**Photo-based referring expression data**:

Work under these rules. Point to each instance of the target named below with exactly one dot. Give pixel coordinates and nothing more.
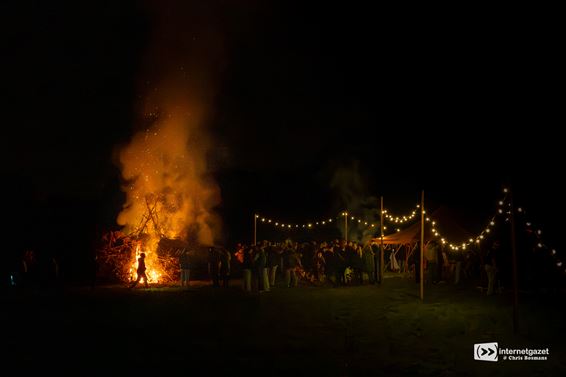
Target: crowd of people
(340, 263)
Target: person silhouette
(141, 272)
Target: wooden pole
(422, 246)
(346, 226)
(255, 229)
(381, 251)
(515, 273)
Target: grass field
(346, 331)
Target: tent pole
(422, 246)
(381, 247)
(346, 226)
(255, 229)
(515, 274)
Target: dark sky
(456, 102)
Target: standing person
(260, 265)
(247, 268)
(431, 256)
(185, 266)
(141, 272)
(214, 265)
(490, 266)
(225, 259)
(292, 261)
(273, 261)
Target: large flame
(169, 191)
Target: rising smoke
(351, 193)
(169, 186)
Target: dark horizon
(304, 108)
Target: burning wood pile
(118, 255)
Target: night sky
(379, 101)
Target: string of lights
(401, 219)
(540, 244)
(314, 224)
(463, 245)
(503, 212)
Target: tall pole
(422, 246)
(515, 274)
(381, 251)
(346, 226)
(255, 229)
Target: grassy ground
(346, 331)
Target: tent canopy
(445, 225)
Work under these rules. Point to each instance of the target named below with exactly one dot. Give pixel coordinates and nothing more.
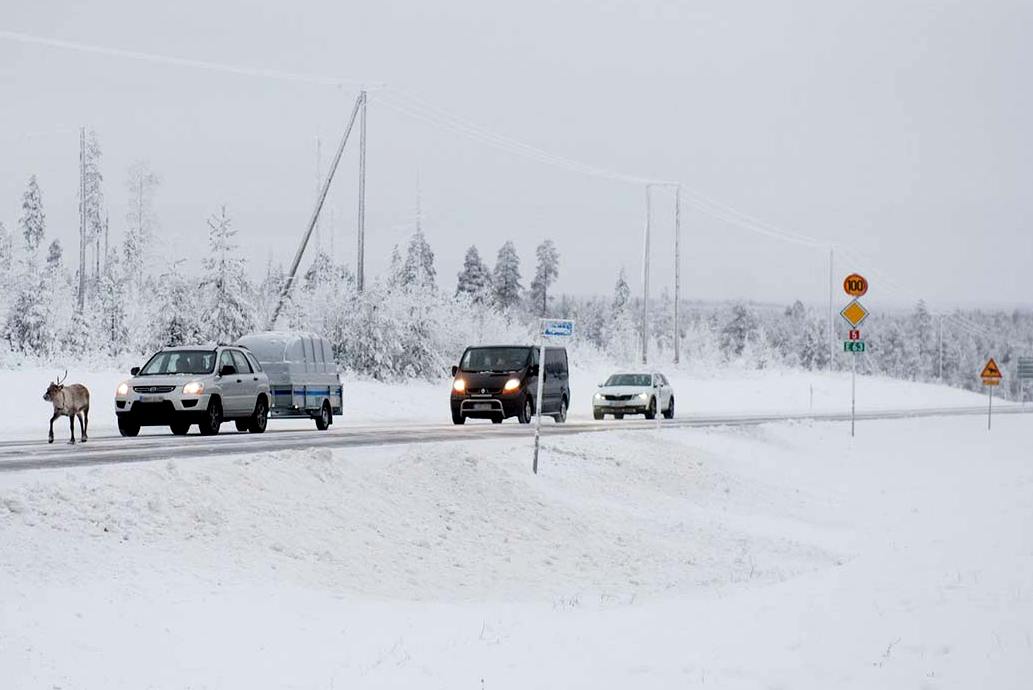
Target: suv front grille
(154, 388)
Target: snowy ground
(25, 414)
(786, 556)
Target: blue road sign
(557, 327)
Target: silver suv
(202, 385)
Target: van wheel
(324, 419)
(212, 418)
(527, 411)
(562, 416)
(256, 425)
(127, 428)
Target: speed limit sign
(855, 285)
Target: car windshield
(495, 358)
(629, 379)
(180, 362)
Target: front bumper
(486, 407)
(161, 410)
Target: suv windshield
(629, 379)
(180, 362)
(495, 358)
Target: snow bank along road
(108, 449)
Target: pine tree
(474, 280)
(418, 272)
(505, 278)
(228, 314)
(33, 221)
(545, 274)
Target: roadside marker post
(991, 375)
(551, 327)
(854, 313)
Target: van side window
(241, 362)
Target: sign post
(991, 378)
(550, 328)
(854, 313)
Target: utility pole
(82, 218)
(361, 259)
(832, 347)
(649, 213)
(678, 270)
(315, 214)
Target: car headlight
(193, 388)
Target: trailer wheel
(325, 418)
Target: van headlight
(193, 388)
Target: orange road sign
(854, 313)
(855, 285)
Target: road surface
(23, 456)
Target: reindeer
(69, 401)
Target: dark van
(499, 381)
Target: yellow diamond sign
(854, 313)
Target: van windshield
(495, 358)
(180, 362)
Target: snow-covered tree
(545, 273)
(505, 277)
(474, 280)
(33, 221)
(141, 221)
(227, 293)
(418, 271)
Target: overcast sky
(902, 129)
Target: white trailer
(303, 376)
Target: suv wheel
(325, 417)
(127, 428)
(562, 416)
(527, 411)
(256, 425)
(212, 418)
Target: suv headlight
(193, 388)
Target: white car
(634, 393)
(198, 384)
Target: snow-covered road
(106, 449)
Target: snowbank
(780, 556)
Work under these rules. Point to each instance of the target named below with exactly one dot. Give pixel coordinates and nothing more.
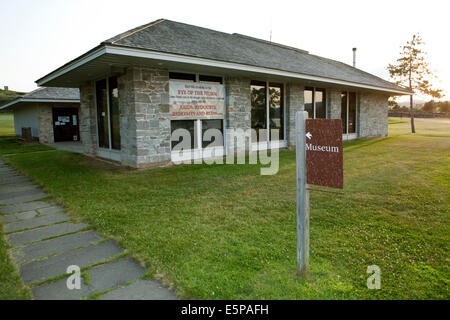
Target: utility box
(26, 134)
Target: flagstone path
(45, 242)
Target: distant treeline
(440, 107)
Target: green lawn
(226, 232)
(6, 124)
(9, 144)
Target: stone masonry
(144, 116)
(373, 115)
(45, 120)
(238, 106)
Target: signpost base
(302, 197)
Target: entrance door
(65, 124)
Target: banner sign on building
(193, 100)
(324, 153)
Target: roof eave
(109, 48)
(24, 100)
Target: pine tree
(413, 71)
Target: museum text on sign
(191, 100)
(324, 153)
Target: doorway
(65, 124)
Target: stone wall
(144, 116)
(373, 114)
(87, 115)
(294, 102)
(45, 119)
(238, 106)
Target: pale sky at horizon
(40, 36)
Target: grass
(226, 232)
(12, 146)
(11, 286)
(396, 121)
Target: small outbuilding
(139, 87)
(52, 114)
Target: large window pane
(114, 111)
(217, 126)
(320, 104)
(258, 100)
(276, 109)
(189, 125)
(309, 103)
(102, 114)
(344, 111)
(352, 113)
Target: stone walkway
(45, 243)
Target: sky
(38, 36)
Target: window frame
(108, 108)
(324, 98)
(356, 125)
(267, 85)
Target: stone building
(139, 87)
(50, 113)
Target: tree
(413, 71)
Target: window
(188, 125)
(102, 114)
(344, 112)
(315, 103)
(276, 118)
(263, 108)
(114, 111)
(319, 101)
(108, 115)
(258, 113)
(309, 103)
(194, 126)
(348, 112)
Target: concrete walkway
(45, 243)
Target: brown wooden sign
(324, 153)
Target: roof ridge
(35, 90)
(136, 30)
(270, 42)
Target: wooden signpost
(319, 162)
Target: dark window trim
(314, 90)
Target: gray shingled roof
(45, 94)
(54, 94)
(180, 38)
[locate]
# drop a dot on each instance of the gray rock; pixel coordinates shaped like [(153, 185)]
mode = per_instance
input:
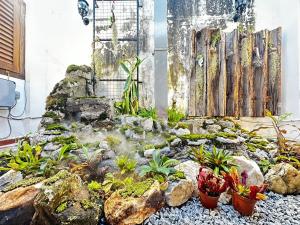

**Aim of the exercise**: Please write out all of the data verbatim, with no pictures in the copy.

**Result for this exercise**:
Work under these rules. Point to each instance of the target named below with exactly one dot. Give pixel coordinates and nothing more.
Target: crowd of people
(340, 263)
Target: person silhouette
(141, 272)
Target: wooden pole
(422, 246)
(346, 226)
(255, 229)
(381, 251)
(515, 273)
Target: grass field
(346, 331)
Target: tent pole
(422, 246)
(381, 247)
(346, 226)
(255, 229)
(515, 274)
Target: dark sky
(456, 102)
Target: standing person
(260, 265)
(247, 268)
(431, 256)
(185, 266)
(141, 272)
(214, 265)
(490, 266)
(225, 259)
(292, 261)
(273, 261)
Target: large flame
(169, 191)
Target: rising smoke
(351, 193)
(169, 186)
Target: dark horizon
(304, 108)
Target: burning wood pile
(118, 255)
Target: night sky
(379, 101)
Target: string of lights
(401, 219)
(540, 244)
(314, 224)
(463, 245)
(503, 212)
Target: tall pole
(422, 246)
(515, 274)
(381, 251)
(346, 226)
(255, 229)
Target: grassy ground
(346, 331)
Target: tent canopy
(445, 225)
Work under these rules. Point to each instance of the target named below with exactly one dot. Give pixel coordinates and nothing more.
Target: suv front grille
(154, 388)
Target: snowy ground
(25, 414)
(786, 556)
Target: blue road sign
(557, 327)
Target: silver suv
(202, 385)
Target: van wheel
(324, 419)
(212, 418)
(527, 411)
(562, 416)
(256, 425)
(127, 428)
Target: speed limit sign
(855, 285)
Target: car windshield
(495, 358)
(629, 379)
(180, 362)
Target: front bumper
(486, 407)
(161, 410)
Target: suv windshield
(629, 379)
(180, 362)
(495, 358)
Target: snow bank along road
(108, 449)
Target: pine tree
(474, 280)
(418, 272)
(505, 278)
(228, 314)
(33, 221)
(545, 274)
Target: roadside marker post
(991, 375)
(551, 327)
(854, 313)
Target: van side window
(241, 362)
Target: sign post
(991, 378)
(550, 328)
(854, 313)
Target: utility pole
(82, 218)
(361, 259)
(832, 347)
(649, 213)
(678, 270)
(315, 214)
Target: car headlight
(193, 388)
Target: trailer wheel
(325, 418)
Target: van headlight
(193, 388)
Target: orange road sign
(854, 313)
(855, 285)
Target: road surface
(23, 456)
Target: reindeer
(69, 401)
Target: dark van
(499, 381)
Target: yellow diamond sign
(854, 313)
Target: van windshield
(495, 358)
(180, 362)
Target: snow-covered tree
(545, 273)
(505, 277)
(474, 280)
(33, 221)
(141, 221)
(227, 293)
(418, 271)
Target: overcast sky
(902, 129)
Target: white trailer
(303, 376)
Target: suv wheel
(325, 417)
(127, 428)
(562, 416)
(527, 411)
(256, 425)
(212, 418)
Target: suv headlight
(193, 388)
Target: white car
(634, 393)
(198, 384)
Target: snow-covered road
(106, 449)
Target: snowbank
(780, 556)
Work under these rules. Point to each instance of the target named below with exactly one dot. Give pixel coordinates and nothing more.
Target: utility box
(26, 134)
Target: flagstone path
(45, 242)
Target: distant treeline
(440, 107)
Target: green lawn
(226, 232)
(6, 124)
(9, 144)
Target: stone masonry
(144, 116)
(373, 115)
(45, 120)
(238, 106)
Target: signpost base
(302, 197)
Target: entrance door
(65, 124)
Target: banner sign on building
(193, 100)
(324, 153)
Target: roof eave
(109, 48)
(24, 100)
Target: pine tree
(413, 71)
Target: museum text on sign
(191, 100)
(324, 153)
Target: doorway
(65, 124)
Target: stone wall
(144, 116)
(373, 114)
(87, 115)
(294, 102)
(45, 119)
(238, 106)
Target: pale sky at horizon
(40, 36)
Target: grass
(226, 232)
(12, 146)
(11, 286)
(396, 121)
Target: small outbuilding
(139, 87)
(52, 114)
Target: large window pane
(114, 111)
(217, 126)
(320, 104)
(258, 100)
(276, 109)
(189, 125)
(309, 103)
(102, 114)
(344, 111)
(352, 113)
Target: stone walkway
(45, 243)
Target: sky
(38, 36)
Target: window frame
(108, 108)
(324, 98)
(356, 125)
(267, 85)
Target: stone building
(139, 87)
(50, 113)
Target: tree
(413, 71)
Target: window
(188, 125)
(102, 114)
(344, 112)
(315, 103)
(276, 118)
(263, 108)
(114, 111)
(319, 101)
(108, 115)
(258, 113)
(309, 103)
(194, 126)
(348, 112)
Target: concrete walkway
(45, 243)
Target: brown wooden sign
(324, 153)
Target: roof ridge
(35, 90)
(136, 30)
(270, 42)
Target: wooden signpost
(319, 162)
Target: dark window trim
(314, 90)
Target: gray shingled roof
(45, 94)
(54, 94)
(180, 38)
[locate]
# drop a dot on each instance of the gray rock; pixel coordinates shaped like [(153, 185)]
mode = per_instance
input:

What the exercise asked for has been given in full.